----- EXCERPTED DATA -----
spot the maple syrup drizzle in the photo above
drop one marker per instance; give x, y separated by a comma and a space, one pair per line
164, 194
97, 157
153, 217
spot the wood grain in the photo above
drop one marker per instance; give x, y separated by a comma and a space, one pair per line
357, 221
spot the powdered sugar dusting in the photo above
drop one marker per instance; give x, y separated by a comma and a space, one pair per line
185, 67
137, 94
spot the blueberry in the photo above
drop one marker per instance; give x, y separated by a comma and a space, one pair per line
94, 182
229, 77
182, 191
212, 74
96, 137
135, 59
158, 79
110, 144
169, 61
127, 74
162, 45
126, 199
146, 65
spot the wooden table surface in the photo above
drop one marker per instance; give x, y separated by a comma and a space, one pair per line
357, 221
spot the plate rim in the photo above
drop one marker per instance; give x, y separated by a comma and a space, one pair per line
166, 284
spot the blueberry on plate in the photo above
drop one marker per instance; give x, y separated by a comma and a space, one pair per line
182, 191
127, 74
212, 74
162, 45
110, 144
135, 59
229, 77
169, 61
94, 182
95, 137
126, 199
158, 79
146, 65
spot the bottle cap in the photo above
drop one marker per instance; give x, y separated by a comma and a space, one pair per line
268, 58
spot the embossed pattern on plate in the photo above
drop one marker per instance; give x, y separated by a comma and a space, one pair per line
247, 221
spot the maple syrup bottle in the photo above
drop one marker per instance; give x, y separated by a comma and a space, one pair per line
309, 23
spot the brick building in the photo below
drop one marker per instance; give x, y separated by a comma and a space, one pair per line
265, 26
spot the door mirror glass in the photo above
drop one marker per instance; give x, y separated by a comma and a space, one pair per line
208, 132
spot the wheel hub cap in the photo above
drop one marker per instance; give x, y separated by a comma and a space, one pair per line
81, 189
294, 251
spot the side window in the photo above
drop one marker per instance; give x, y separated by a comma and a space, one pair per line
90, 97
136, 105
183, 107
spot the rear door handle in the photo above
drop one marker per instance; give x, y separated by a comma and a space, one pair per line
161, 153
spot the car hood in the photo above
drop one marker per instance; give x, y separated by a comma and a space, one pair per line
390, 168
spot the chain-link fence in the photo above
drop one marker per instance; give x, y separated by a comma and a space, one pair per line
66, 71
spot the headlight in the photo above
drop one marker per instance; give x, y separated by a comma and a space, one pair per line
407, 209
-----
*WHAT THIS TASK INVOLVES*
Please present all of the material above as a numbered list, leaving out any blank lines.

*EXERCISE RESULT*
1. spot the maple syrup drizzle in the photo above
2. drop one marker per instance; give x, y separated by a comma and a space, one pair per line
3. 164, 194
4. 97, 157
5. 153, 217
6. spot the wood grain in the photo above
7. drop one marker per instance; give x, y separated by a comma and a space, one pair per line
8. 357, 221
9. spot the powdered sugar dusting in the photo above
10. drop one marker per instance; give x, y separated by a comma and a space, one pair per line
11. 185, 67
12. 137, 94
13. spot the blueberry in the photo above
14. drop one marker per instance; give x, y separated by a comma and a space, one pair per line
15. 94, 182
16. 229, 77
17. 182, 191
18. 212, 74
19. 96, 137
20. 135, 59
21. 158, 79
22. 110, 144
23. 169, 61
24. 127, 74
25. 162, 45
26. 126, 199
27. 146, 65
28. spot the wooden table surface in the photo above
29. drop one marker per instance; give x, y separated by a comma and a space, one pair per line
30. 357, 221
31. spot the plate rim in the photo above
32. drop one marker per instance; give x, y separated by a comma and a space, one pair per line
33. 166, 284
34. spot the blueberry on plate in the photo above
35. drop one marker per instance; give x, y separated by a comma and a space, one pair per line
36. 182, 191
37. 127, 74
38. 212, 74
39. 162, 45
40. 110, 144
41. 135, 59
42. 229, 77
43. 169, 61
44. 94, 182
45. 95, 137
46. 126, 199
47. 158, 79
48. 146, 65
49. spot the bottle cap in the photo above
50. drop one marker per instance; give x, y separated by a comma and a space, one pair per line
51. 268, 58
52. spot the embossed pattern on plate in the photo above
53. drop one marker per instance; give x, y separated by a comma and a space, one pair per line
54. 247, 221
55. spot the maple syrup bottle in the photo above
56. drop one marker per instance; give x, y separated by a comma and a space, one pair per line
57. 309, 23
58. spot the brick building in the photo below
59. drop one marker per instance; give x, y separated by a comma and a space, one pair per line
60. 265, 26
61. spot the door mirror glass in the photo above
62. drop one marker per instance; give x, y separated by a comma and a space, one pair per line
63. 208, 132
64. spot the wheel hub cap in the photo above
65. drop one marker per instance; give x, y separated by a comma and a space, one pair per line
66. 81, 189
67. 294, 251
68. spot the side window in the photo above
69. drop one marker per instance; give x, y separated by a comma and a space, one pair per line
70. 90, 97
71. 136, 105
72. 183, 107
73. spot the rear door handle in the photo above
74. drop one marker per instance; give x, y separated by a comma and a space, one pair per line
75. 161, 153
76. spot the car hood in the photo above
77. drop one marker per instance; give x, y separated by a comma and a space, one pair per line
78. 390, 168
79. spot the chain-link fence in the photo above
80. drop one marker per instance; give x, y separated by a comma and a space, one pair per line
81. 66, 71
82. spot the headlight in the photo above
83. drop one marker per instance; give x, y separated by a comma and a space, one pair per line
84. 407, 209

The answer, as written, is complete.